─── THE RECORDS

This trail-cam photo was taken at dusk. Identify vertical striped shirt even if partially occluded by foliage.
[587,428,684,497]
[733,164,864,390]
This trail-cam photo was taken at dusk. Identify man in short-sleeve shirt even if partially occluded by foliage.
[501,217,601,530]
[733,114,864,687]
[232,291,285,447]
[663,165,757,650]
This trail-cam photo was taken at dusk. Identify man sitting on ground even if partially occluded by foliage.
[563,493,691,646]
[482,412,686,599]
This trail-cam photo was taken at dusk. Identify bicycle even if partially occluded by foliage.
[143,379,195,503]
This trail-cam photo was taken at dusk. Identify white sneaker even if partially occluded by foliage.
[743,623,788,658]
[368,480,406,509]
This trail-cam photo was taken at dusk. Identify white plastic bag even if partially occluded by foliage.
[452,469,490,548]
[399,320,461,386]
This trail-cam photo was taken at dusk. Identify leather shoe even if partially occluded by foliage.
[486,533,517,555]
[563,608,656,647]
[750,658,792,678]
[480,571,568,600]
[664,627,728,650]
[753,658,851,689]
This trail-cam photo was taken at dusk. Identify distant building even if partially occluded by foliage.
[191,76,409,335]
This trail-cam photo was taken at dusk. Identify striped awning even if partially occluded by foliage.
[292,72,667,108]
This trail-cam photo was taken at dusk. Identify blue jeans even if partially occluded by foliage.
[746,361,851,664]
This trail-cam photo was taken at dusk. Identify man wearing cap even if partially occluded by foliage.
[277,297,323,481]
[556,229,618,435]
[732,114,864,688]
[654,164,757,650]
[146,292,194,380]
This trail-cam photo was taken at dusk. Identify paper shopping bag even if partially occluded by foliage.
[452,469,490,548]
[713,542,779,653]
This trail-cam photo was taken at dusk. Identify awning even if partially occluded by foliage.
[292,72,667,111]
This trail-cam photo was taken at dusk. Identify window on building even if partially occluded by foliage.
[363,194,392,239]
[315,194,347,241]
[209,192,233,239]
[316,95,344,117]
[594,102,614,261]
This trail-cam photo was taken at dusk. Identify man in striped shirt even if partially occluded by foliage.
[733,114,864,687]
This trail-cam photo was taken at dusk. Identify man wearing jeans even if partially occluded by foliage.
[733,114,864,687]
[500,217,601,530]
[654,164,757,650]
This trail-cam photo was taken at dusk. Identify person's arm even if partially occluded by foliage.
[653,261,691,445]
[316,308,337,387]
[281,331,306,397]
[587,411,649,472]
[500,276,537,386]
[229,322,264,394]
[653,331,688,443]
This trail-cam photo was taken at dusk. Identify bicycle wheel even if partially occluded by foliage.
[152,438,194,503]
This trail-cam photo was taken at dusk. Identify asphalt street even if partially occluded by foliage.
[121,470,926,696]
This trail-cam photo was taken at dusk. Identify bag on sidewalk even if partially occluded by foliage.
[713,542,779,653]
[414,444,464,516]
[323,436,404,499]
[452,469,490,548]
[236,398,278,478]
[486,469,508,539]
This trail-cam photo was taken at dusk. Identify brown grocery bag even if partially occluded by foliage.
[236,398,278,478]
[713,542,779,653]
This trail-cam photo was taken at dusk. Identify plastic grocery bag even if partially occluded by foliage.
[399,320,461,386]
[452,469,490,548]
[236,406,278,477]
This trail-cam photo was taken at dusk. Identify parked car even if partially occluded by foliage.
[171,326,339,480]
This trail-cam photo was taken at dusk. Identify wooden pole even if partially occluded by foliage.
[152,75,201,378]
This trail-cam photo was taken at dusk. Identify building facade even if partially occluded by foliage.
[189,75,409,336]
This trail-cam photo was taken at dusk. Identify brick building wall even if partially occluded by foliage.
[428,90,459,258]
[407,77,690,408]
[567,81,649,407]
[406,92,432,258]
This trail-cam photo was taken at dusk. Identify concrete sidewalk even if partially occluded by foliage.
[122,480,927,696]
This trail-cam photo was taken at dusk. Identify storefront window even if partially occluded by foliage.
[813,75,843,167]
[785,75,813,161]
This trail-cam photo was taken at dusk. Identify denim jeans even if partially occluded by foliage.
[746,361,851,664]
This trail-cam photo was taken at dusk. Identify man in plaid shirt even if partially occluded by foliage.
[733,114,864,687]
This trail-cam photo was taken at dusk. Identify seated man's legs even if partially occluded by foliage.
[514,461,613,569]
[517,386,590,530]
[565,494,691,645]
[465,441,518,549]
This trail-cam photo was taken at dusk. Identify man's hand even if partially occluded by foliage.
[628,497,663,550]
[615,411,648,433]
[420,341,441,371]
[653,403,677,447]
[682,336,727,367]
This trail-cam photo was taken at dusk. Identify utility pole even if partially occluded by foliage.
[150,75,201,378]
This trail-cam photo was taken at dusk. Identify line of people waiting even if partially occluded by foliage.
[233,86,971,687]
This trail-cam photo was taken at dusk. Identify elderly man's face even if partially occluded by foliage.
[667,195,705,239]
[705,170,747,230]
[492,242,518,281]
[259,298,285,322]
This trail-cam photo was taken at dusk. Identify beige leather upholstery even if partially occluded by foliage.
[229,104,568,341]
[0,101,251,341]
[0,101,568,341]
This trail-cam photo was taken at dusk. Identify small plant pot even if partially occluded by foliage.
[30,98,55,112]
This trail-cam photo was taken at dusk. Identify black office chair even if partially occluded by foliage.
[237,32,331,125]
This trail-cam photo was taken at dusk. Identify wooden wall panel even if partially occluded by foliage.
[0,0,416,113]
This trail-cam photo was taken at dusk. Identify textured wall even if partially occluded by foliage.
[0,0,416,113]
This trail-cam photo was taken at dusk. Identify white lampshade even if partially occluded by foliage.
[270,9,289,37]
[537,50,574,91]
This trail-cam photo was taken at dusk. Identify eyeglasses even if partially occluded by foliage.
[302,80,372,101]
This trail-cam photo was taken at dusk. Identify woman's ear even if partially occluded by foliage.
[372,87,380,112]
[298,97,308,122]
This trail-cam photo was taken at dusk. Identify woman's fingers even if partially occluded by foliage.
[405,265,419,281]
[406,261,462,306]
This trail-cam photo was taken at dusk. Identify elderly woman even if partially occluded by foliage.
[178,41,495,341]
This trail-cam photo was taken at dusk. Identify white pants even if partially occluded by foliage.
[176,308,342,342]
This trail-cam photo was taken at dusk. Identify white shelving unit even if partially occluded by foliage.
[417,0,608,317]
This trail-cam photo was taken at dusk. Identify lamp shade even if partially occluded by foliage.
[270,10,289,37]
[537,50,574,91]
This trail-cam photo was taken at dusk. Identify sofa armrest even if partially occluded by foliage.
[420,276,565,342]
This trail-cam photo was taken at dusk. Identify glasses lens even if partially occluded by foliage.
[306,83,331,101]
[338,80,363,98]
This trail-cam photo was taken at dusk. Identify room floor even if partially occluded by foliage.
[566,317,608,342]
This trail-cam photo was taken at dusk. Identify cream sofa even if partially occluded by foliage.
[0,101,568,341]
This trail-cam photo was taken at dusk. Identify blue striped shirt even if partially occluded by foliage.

──────

* _GOAL_
Copy all of the material above line for line, keeping every character unchanged.

* _WRITTEN REPLY_
This trail-cam photo was taken at dusk. Identify vertical striped shirt even if partially occluded by foliage.
[587,428,684,497]
[733,164,864,390]
This trail-cam photo was taken at dusk. Identify man in short-sleeve shirt even if partially occluded by foliage.
[501,217,601,530]
[733,114,864,687]
[232,291,285,447]
[663,165,757,650]
This trail-cam photo was taken at dusk. Identify man sitting on ground even if partially occluded by foliage.
[563,493,691,646]
[482,412,686,599]
This trail-cam photo was taken at dusk. Identify bicycle even if partially occluded by foliage.
[143,379,195,503]
This trail-cam photo was taken at dusk. Identify white sneaker even if partially occluded by foliage.
[743,623,788,658]
[368,480,406,509]
This trail-cam photo was taken at dusk. Identify white plastic bag even if partially occluded by foliage.
[452,469,490,548]
[399,320,461,386]
This trail-cam photo was taken at dusk. Identify leather shoe even if partially occluded by foliage.
[486,533,517,555]
[563,608,656,647]
[750,658,792,678]
[480,571,568,600]
[664,627,728,650]
[753,658,851,689]
This trail-cam photo was taken at dusk. Identify distant building even if partially occluded by foliage.
[191,76,409,335]
This trail-cam photo was taken at dusk. Identify striped awning even if partially occluded by foliage.
[292,72,667,108]
This trail-cam photo was taken at dusk. Identify blue jeans even if partially occluded by foliage.
[746,361,851,664]
This trail-cam photo was taken at dusk. Identify man wearing cap even if partially occluded by foliage.
[277,297,323,481]
[556,229,618,435]
[732,114,864,688]
[654,164,757,650]
[146,292,194,380]
This trail-cam photo was taken at dusk. Identify paper shopping bag even if partially occluded by foliage.
[452,469,490,548]
[713,542,779,653]
This trail-cam photo was taken at dusk. Identify awning even if partially occluded by foliage.
[292,72,667,111]
This trail-cam photo was taken at dusk. Identify window on building even if partially occluded by foliage.
[363,194,392,239]
[315,194,347,241]
[209,192,233,239]
[316,95,344,117]
[594,102,614,261]
This trail-cam photo was taken at dusk. Identify man in striped shirt even if partially occluded by foliage.
[733,114,864,687]
This trail-cam photo was taken at dusk. Identify man wearing jeans even if partially occluded by foliage.
[733,114,864,687]
[500,217,601,530]
[654,164,757,650]
This trail-cam photo was taken at dusk. Identify person's arm even if partially occluded by foliage.
[653,261,691,445]
[316,308,337,387]
[281,331,306,397]
[587,411,649,472]
[500,276,537,386]
[229,322,264,394]
[653,331,688,443]
This trail-cam photo was taken at dusk. Identify bicycle wheel even if partially occluded by foliage.
[152,438,194,503]
This trail-cam photo was taken at dusk. Identify asphalt street even if partially occluded by foliage.
[121,470,926,696]
This trail-cam photo was taken at dusk. Identify bag on sidewalk even if partially occluded by foliage.
[713,542,779,653]
[414,444,464,516]
[323,436,404,499]
[452,469,490,548]
[236,398,278,478]
[486,469,508,539]
This trail-cam photo was taken at dusk. Identify brown grocery bag even if partially occluded by foliage.
[236,398,278,478]
[713,542,779,653]
This trail-cam photo was taken at dusk. Identify plastic grocery bag even if partially occluded by foliage.
[399,320,461,386]
[452,469,490,548]
[236,406,278,477]
This trail-cam photo was taken at dusk. Identify parked car even if partially occluded by foliage.
[171,326,339,480]
This trail-cam photo was taken at dusk. Identify wooden pole even if partially occluded by foliage.
[152,75,201,378]
This trail-cam photo was taken at dusk. Identify building facade even if partially occluded by foliage.
[189,75,409,336]
This trail-cam photo was taken at dusk. Identify brick building wall even if partially occluded by foliage.
[428,90,459,258]
[407,77,690,408]
[567,81,649,407]
[406,92,432,258]
This trail-cam photo was taken at dusk. Identify concrete sidewalk even if partially occluded by foliage.
[122,480,927,696]
This trail-cam photo was taken at dusk. Identify storefront window even if partially occluded by foliage.
[813,75,843,167]
[785,75,813,161]
This trail-cam photo was taken at dusk. Identify denim jeans even if partially occluded by foliage.
[746,361,851,664]
This trail-cam photo was taken at dusk. Identify man in plaid shirt even if partially occluded by foliage.
[733,114,864,687]
This trail-cam photo was taken at dusk. Identify seated man's legs even if partially occluded by foliage.
[514,461,613,569]
[517,386,590,530]
[565,494,691,645]
[465,441,518,549]
This trail-cam photo was taken at dusk. Identify man's hand even if partially occluded by foliage.
[628,497,663,550]
[615,411,648,433]
[420,341,441,371]
[653,403,677,447]
[682,336,727,367]
This trail-cam photo was taken at dusk. Identify utility pole even if partially occluded by foliage.
[150,75,201,378]
This trail-cam photo was taken at dusk. Identify line of people waiting even if partially occluded by foliage.
[233,86,971,687]
This trail-cam photo was taken at dusk. Identify elderly man's face even if partially occluded by foliage.
[667,195,705,239]
[705,170,747,230]
[492,242,518,281]
[259,298,285,322]
This trail-cam photo was taken at dusk. Identify beige leather upholstery even if partially occluded by foliage.
[229,104,568,341]
[0,101,251,341]
[0,101,568,341]
This trail-cam photo was taken at dusk. Identify small plant pot even if partially occluded by foliage.
[30,98,55,112]
This trail-cam photo was taken at dusk. Identify black office chair even if partially occluded by foliage.
[237,32,331,125]
This trail-cam photo was taken at dusk. Identify wooden wall panel even if partially occluded by foliage.
[0,0,416,113]
This trail-cam photo was taken at dusk. Identify textured wall even if partially occluded by foliage.
[0,0,416,113]
This trail-cam photo was taken at dusk. Identify white lampshade even if partially occluded by foliage.
[270,9,289,37]
[537,50,574,91]
This trail-cam photo was taken at dusk. Identify eyeglasses even if partially occluded by foliage.
[302,80,372,101]
This trail-cam photo was taken at dusk. Identify woman's ear even if partially occluded by foliage.
[372,87,380,112]
[298,97,308,122]
This trail-cam photo was taken at dusk. Identify woman's fingers even if partially occluded by foliage.
[405,265,419,281]
[406,261,462,306]
This trail-cam photo was taken at dusk. Identify elderly woman even if partially occluded by foliage.
[178,41,495,341]
This trail-cam photo was taken at dusk. Identify white pants even if partially occluded by foliage.
[176,308,342,342]
This trail-cam photo was taken at dusk. Identify white shelving unit even if partially occluded by foliage.
[417,0,608,317]
This trail-cam photo was taken at dusk. Identify lamp shade even if partially occluded by foliage.
[270,10,289,37]
[537,50,574,91]
This trail-cam photo was taken at dusk. Identify sofa armrest even if partially occluded by foliage.
[420,276,565,342]
This trail-cam photo was taken at dusk. Identify glasses lens even if partially occluded by foliage.
[306,83,331,101]
[338,80,363,98]
This trail-cam photo was taken at dusk. Identify room floor even if partially occluded by foliage.
[566,317,608,342]
This trail-cam photo was taken at dusk. Identify cream sofa even if partially occluded by foliage.
[0,101,568,341]
This trail-cam photo was taken at dusk. Identify blue striped shirt even if partially occluded by foliage.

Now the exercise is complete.